#### [What needs to be done]
The material below must be restated exactly, line by line.

** Records for the task follows **

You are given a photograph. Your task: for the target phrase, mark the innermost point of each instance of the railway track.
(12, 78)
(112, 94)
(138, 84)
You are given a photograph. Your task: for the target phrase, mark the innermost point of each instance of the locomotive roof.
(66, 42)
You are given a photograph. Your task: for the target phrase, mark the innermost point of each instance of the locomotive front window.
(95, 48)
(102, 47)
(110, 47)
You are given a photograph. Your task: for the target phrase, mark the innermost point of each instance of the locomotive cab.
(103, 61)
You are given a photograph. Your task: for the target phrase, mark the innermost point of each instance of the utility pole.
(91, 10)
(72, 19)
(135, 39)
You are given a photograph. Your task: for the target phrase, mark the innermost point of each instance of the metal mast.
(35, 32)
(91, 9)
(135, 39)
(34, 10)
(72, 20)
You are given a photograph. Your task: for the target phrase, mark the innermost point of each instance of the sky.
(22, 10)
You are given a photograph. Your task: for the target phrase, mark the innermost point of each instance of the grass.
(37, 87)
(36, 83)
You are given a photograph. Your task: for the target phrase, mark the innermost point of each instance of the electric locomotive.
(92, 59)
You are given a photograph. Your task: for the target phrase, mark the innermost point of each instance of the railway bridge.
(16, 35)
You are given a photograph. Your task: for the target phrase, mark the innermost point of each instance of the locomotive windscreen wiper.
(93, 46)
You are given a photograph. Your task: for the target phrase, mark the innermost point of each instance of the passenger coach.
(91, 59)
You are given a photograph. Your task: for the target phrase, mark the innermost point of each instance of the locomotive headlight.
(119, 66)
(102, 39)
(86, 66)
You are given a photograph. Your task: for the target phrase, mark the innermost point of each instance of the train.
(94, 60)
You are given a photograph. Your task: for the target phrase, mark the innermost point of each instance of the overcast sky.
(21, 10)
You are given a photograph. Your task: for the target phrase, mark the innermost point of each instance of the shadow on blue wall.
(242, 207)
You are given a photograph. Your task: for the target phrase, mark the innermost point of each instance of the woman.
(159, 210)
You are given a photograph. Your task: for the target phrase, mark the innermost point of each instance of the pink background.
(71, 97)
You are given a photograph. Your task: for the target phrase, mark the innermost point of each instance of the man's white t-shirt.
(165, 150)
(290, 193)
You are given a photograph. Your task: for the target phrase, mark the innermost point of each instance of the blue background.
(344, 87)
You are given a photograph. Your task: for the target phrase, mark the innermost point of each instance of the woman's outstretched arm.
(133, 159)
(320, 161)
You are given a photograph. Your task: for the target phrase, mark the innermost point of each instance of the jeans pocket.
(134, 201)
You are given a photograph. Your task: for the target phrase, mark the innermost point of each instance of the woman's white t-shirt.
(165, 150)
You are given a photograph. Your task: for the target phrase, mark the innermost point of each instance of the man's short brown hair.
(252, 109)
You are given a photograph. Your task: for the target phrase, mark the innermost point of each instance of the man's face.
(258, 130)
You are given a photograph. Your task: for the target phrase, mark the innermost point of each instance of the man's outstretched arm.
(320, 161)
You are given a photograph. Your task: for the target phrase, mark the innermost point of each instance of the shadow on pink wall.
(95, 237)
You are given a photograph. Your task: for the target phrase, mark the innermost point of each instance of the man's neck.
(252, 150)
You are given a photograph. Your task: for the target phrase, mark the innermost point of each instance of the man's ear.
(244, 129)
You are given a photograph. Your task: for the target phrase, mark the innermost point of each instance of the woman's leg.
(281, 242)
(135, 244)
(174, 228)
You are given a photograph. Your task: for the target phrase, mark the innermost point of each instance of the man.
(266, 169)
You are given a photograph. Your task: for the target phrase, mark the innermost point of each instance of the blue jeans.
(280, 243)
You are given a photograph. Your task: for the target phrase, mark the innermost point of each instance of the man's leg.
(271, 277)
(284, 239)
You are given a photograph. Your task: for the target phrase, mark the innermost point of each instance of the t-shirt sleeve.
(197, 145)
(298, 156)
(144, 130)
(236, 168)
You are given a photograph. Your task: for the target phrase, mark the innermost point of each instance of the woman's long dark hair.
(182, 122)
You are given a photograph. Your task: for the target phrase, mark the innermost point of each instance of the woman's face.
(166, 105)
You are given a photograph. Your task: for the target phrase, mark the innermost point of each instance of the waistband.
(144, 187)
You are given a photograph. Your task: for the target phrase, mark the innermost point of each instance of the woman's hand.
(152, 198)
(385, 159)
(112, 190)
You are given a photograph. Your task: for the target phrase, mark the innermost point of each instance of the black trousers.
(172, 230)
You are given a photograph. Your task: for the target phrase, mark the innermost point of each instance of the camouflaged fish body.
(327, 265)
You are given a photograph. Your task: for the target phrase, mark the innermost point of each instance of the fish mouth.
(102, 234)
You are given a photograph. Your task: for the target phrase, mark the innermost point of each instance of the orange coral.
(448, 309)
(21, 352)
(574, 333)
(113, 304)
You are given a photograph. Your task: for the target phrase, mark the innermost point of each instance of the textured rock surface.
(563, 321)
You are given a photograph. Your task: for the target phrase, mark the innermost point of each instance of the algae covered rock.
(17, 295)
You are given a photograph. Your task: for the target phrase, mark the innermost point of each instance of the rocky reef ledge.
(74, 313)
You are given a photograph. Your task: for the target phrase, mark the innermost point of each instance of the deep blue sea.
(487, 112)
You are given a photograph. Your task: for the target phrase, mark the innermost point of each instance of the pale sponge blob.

** End of Records for the task **

#### [Answer to this exercise]
You are given a photograph. Your task: for the target phrase, mark the innermost point of each instance of the railway track.
(12, 78)
(112, 94)
(138, 84)
You are given a photograph. Your task: for the target phrase, mark the innermost point of each instance of the locomotive roof.
(66, 42)
You are given a photograph. Your task: for the target phrase, mark the innermost point of each instance of the locomotive front window.
(95, 48)
(102, 47)
(110, 47)
You are given a photograph. Your task: for the target phrase, mark the innermost point of each instance of the locomotive cab.
(103, 61)
You are given a photograph. Your task: for the target phrase, mark the innermost point of each instance of the utility pole.
(91, 10)
(72, 19)
(135, 39)
You are given a photograph. Your task: for the target phrase, mark the innermost point of each instance of the metal mast.
(35, 32)
(91, 9)
(135, 39)
(34, 10)
(72, 20)
You are given a photograph. Your task: for the target phrase, mark the innermost point of each instance of the sky.
(22, 10)
You are given a photograph. Your task: for the target phrase, mark the innermost point of each instance of the grass.
(37, 87)
(36, 83)
You are given a photograph. Your task: for the target phrase, mark the innermost point of each instance of the electric locomotive.
(92, 59)
You are given a photograph. Your task: for the target phrase, mark the innermost point of each instance of the railway bridge.
(16, 35)
You are given a photograph. Your task: for the target phrase, mark the innermost point of each instance of the locomotive windscreen wiper.
(93, 46)
You are given a photograph. Your task: for the target phrase, mark the innermost point of each instance of the passenger coach.
(91, 59)
You are given a photograph. Your task: for the target phrase, mark the innermost point of each instance of the locomotive headlight.
(119, 66)
(102, 39)
(86, 66)
You are given a photograph. Your task: for the target phrase, mark the innermost point of each instance of the train.
(94, 60)
You are given a photograph. Your task: for the target phrase, mark the innermost point of each instance of the overcast sky.
(21, 10)
You are given a photograph. Your task: for the target phrase, mark the innermost point of each instance of the shadow on blue wall.
(242, 207)
You are given a photograph. Your task: for the target phrase, mark the innermost point of each instance of the woman.
(159, 210)
You are given a photograph. Your task: for the target phrase, mark the innermost point of each instance of the pink background.
(71, 97)
You are given a photograph. Your task: for the target phrase, mark the innermost point of each instance of the man's white t-shirt.
(165, 150)
(290, 193)
You are given a photograph. Your task: for the target phrase, mark the innermost point of each instance of the blue background.
(344, 87)
You are given a photograph. Your task: for the target phrase, mark the innermost point of each instance of the woman's outstretched arm.
(133, 159)
(320, 161)
You are given a photograph. Your task: for the target phrase, mark the innermost point of each instance of the jeans pocket.
(134, 201)
You are given a photograph. Your task: for the target phrase, mark the innermost point of each instance of the woman's white t-shirt.
(165, 150)
You are given a photograph. Your task: for the target phrase, mark the innermost point of each instance of the man's short brown hair.
(252, 109)
You are given a photograph. Your task: for the target phrase, mark the innermost point of each instance of the man's face.
(258, 130)
You are given a photograph. Your task: for the target phrase, mark the innermost point of each instance of the man's outstretched arm.
(320, 161)
You are given a photograph. Your task: for the target phrase, mark the innermost point of each instance of the shadow on pink wall.
(95, 237)
You are given a photograph. Your task: for the target phrase, mark the innermost point of each instance of the man's neck.
(252, 150)
You are given a photograph. Your task: for the target phrase, mark the innermost point of each instance of the man's ear.
(244, 129)
You are given a photograph. Your task: for the target phrase, mark the innermost point of each instance of the woman's leg.
(281, 242)
(135, 244)
(174, 228)
You are given a photograph. Your task: for the target phrase, mark the innermost point of each instance of the man.
(266, 169)
You are given a photograph. Your task: for the target phrase, mark the innermost point of each instance of the blue jeans.
(280, 243)
You are given a photograph. Your task: for the target phrase, mark the innermost point of each instance of the man's leg.
(271, 277)
(284, 239)
You are given a photograph. Your task: for the target phrase, mark the innermost point of each instance of the t-shirt sleeve.
(197, 145)
(298, 156)
(144, 130)
(236, 168)
You are given a photograph. Your task: for the target phrase, mark the innermost point of each instance of the woman's long dark hair.
(182, 122)
You are given a photograph. Your task: for the target phrase, mark the innermost point of each instance of the woman's face.
(166, 105)
You are given a photograph. Your task: for the target phrase, mark the innermost point of each instance of the waistband.
(144, 187)
You are given a photograph. Your task: for the target phrase, mark the innermost point of each instance of the woman's hand.
(152, 198)
(385, 159)
(112, 190)
You are given a photograph. Your task: for the target phrase, mark the innermost point of each instance of the black trousers.
(172, 230)
You are given a photograph. Your task: for the target phrase, mark the innermost point of each instance of the camouflaged fish body.
(327, 265)
You are given a photograph. Your task: for the target phrase, mark the innermost point of each instance of the fish mouth.
(102, 234)
You are given a photograph. Your task: for the target phrase, mark the innermost point of each instance of the orange coral.
(448, 309)
(21, 352)
(574, 333)
(113, 304)
You are given a photograph. Your task: for the target phrase, mark the innermost point of each instance of the textured rock surface.
(563, 321)
You are given a photograph. Your task: for the target phrase, mark the innermost point of each instance of the algae covered rock.
(17, 295)
You are given a photograph. Your task: for the target phrase, mark the innermost point of each instance of the rocky reef ledge.
(74, 313)
You are given a photograph. Your task: for the target phrase, mark the innermost point of each instance of the deep blue sea.
(487, 112)
You are given a photograph. Your task: for the target phrase, mark the innermost point of each instance of the pale sponge blob.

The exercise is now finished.